(Items from a dataset)
>>>

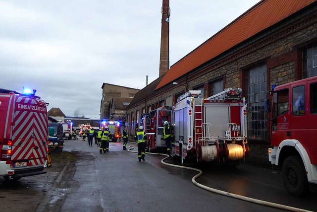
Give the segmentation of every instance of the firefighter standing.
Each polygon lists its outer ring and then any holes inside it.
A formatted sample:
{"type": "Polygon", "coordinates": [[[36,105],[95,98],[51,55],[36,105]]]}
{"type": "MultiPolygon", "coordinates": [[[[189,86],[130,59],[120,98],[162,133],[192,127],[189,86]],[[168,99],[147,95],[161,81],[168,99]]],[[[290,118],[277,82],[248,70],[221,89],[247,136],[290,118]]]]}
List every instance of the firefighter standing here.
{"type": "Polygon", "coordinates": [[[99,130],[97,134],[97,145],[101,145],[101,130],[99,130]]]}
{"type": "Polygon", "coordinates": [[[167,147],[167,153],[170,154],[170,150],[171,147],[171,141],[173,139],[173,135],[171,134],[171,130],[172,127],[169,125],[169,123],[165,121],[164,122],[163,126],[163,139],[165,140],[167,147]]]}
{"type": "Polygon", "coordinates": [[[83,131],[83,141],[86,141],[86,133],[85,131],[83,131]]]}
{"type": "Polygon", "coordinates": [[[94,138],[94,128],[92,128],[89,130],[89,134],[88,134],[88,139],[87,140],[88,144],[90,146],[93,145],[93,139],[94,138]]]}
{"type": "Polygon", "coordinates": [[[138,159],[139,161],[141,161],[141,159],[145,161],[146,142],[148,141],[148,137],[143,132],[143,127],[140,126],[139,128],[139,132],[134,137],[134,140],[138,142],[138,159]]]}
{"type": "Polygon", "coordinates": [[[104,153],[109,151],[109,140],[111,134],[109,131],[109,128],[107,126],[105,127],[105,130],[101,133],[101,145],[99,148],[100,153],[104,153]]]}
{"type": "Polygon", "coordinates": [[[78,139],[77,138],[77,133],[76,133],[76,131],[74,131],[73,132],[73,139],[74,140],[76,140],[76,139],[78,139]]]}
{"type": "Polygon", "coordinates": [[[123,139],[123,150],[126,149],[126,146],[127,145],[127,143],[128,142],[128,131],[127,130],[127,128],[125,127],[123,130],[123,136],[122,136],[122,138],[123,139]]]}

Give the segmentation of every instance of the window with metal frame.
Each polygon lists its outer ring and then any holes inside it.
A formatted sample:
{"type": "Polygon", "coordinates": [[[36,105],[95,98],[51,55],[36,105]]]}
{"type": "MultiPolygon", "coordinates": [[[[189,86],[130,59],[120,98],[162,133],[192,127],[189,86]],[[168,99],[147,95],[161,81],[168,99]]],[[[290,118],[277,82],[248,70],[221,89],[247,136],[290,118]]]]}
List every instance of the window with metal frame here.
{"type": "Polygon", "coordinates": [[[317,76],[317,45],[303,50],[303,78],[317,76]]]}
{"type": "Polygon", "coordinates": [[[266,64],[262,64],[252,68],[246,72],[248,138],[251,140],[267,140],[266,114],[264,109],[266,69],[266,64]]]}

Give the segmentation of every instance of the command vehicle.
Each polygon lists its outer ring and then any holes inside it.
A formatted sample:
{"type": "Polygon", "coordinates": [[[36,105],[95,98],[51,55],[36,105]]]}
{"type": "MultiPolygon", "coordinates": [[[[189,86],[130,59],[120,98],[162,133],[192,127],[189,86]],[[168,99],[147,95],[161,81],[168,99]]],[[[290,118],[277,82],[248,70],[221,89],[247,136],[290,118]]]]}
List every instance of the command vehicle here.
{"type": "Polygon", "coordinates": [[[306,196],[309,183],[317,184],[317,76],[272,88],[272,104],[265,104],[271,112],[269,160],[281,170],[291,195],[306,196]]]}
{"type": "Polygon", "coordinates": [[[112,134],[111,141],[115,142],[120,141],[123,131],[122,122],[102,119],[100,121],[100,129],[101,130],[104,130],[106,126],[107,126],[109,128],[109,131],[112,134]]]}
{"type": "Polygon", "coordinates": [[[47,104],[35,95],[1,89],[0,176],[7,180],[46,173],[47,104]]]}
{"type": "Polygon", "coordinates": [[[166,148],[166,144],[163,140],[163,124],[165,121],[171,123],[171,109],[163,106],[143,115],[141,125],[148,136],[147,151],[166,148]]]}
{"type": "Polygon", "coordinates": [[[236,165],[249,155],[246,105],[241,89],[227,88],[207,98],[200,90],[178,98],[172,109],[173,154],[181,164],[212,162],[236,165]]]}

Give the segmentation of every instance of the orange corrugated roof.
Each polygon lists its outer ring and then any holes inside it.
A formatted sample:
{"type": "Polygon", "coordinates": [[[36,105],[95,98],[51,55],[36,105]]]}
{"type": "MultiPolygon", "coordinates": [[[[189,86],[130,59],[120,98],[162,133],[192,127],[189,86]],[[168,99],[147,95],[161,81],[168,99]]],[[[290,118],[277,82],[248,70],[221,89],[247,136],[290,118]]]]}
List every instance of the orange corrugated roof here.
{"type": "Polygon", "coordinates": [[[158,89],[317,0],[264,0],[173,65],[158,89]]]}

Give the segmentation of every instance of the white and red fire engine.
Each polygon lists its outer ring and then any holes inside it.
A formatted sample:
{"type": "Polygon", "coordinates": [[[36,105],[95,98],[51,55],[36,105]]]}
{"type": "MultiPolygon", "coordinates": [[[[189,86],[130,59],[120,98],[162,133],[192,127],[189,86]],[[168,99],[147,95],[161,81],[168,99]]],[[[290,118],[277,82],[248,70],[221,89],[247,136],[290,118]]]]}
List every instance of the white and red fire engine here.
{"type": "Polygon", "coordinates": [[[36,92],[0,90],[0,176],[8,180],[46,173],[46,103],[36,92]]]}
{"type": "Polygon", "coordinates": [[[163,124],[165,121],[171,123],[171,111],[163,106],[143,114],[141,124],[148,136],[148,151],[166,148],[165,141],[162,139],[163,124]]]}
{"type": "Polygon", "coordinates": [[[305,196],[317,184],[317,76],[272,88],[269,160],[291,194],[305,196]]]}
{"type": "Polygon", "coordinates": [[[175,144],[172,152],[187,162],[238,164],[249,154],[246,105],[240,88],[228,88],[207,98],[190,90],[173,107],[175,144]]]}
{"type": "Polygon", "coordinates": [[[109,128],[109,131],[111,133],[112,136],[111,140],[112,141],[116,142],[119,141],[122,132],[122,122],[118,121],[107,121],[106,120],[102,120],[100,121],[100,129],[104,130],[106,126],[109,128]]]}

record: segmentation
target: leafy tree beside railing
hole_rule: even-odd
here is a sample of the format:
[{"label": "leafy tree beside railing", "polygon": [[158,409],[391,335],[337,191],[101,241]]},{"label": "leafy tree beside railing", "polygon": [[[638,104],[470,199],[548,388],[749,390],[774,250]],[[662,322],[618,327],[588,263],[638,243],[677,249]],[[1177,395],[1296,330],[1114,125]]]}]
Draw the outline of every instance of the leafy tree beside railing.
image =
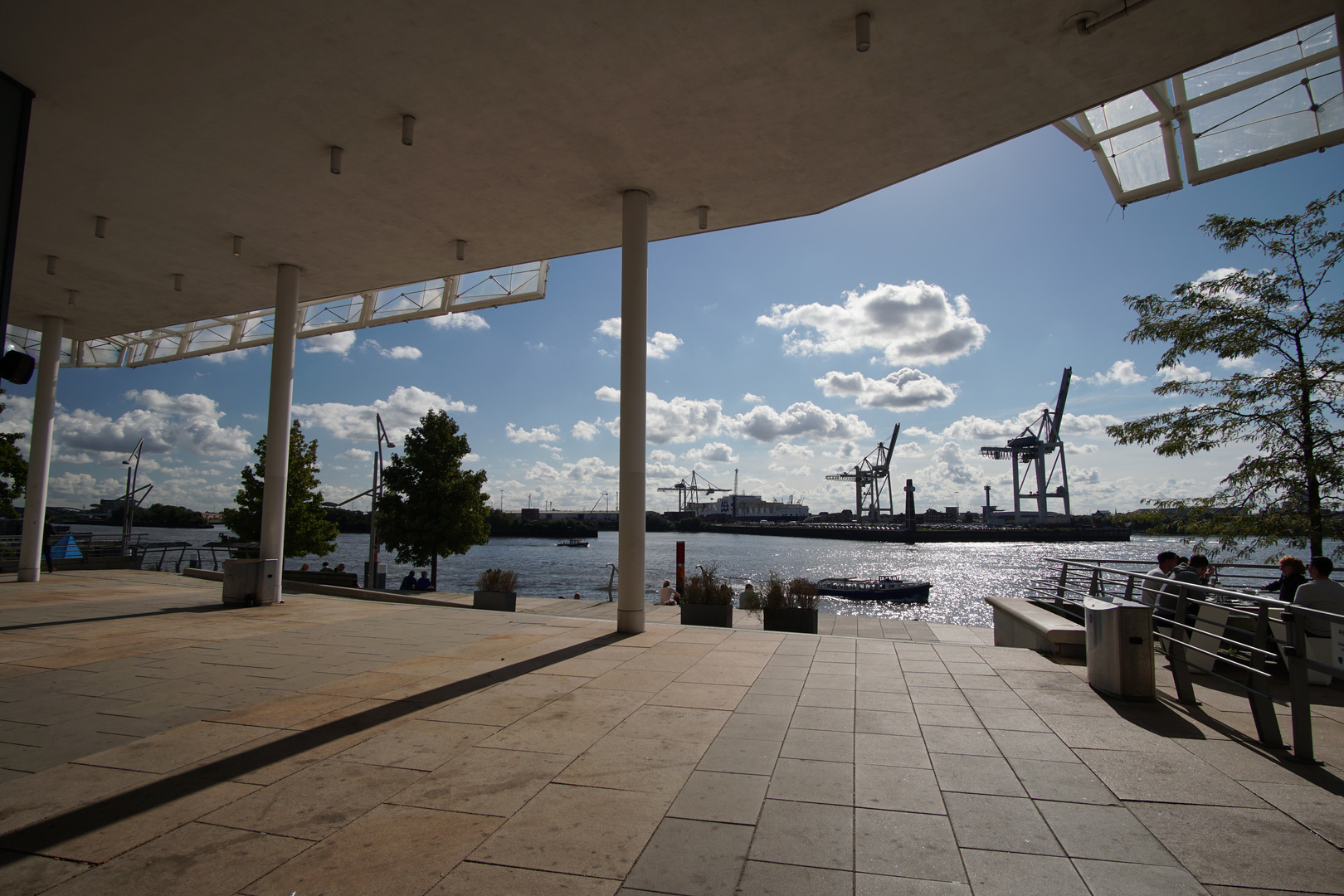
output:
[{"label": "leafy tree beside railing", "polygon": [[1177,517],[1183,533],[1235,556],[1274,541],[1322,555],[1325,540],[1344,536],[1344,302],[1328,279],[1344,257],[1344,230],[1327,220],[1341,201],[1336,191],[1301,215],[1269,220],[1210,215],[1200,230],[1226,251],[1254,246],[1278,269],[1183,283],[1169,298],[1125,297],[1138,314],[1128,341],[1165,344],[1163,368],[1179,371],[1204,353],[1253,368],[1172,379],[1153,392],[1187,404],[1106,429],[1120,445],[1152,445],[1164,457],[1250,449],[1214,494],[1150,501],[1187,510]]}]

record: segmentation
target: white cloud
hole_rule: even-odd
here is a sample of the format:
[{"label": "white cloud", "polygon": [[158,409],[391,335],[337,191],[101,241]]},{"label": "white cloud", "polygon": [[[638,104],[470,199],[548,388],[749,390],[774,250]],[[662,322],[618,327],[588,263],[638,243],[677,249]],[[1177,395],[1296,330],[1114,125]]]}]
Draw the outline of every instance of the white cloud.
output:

<<<
>>>

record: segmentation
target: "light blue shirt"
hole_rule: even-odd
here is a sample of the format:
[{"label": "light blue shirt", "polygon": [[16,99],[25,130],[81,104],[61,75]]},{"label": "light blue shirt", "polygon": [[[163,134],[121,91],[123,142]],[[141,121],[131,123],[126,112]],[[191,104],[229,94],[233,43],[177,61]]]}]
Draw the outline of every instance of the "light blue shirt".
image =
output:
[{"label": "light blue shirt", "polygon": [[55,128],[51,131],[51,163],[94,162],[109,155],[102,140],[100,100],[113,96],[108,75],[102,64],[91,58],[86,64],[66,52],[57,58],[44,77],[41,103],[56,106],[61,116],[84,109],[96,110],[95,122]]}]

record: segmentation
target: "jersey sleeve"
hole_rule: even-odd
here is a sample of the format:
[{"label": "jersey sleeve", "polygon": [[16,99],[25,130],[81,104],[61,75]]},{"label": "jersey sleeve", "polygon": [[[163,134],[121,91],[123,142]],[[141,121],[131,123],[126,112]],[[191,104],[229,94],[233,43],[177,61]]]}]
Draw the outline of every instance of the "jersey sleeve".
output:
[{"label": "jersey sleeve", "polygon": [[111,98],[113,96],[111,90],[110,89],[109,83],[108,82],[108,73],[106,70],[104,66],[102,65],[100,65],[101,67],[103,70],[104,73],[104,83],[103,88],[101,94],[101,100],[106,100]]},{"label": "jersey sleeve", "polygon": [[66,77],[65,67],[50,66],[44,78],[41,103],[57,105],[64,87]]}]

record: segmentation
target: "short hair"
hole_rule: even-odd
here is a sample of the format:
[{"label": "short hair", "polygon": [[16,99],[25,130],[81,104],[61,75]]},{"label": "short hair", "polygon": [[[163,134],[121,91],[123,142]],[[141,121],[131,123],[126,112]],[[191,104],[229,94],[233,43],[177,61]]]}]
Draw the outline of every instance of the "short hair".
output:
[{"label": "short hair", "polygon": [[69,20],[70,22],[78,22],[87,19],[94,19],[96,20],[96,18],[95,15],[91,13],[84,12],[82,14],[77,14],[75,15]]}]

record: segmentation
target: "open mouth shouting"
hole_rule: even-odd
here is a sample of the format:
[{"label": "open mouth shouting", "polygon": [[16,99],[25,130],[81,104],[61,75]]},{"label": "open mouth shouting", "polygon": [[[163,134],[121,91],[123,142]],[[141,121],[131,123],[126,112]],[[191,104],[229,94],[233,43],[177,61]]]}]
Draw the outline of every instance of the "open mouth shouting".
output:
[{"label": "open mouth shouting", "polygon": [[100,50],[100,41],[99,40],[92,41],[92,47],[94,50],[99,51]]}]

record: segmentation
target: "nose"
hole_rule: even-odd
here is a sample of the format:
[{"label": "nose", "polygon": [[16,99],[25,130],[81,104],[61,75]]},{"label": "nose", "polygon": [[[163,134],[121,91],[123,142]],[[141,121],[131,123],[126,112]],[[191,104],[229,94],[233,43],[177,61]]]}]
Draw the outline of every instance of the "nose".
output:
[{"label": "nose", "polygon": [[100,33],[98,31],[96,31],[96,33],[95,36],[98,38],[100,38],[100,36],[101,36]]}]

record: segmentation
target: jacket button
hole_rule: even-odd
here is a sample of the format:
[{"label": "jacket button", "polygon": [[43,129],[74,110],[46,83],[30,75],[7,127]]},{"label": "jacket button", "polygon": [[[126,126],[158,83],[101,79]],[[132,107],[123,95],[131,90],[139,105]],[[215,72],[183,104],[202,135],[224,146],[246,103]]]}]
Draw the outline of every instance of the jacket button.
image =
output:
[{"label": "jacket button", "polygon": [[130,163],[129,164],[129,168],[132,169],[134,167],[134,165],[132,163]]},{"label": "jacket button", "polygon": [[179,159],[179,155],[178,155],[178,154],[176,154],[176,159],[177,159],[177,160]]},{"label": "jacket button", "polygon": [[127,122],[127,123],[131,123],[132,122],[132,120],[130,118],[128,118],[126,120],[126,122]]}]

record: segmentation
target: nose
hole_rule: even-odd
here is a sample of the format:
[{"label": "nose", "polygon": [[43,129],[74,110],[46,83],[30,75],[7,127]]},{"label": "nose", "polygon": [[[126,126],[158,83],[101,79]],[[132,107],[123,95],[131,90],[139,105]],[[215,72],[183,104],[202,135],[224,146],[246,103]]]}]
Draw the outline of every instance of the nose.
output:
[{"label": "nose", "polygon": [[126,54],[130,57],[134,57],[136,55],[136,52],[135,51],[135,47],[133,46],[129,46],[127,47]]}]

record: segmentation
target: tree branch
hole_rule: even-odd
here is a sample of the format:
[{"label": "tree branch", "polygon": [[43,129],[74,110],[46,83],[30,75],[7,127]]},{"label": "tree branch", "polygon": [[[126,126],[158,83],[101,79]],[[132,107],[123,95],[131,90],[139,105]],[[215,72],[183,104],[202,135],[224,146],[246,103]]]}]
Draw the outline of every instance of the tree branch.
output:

<<<

Description of the task
Gather every line of the material above that contains the string "branch", matching case exactly.

Written solution
target: tree branch
[{"label": "tree branch", "polygon": [[43,129],[74,110],[46,83],[30,75],[7,127]]},{"label": "tree branch", "polygon": [[[126,126],[158,83],[101,79]],[[132,107],[123,95],[131,90],[139,105]],[[215,72],[183,104],[202,135],[224,146],[246,103]]]}]
Draw the outline of every instance of the tree branch.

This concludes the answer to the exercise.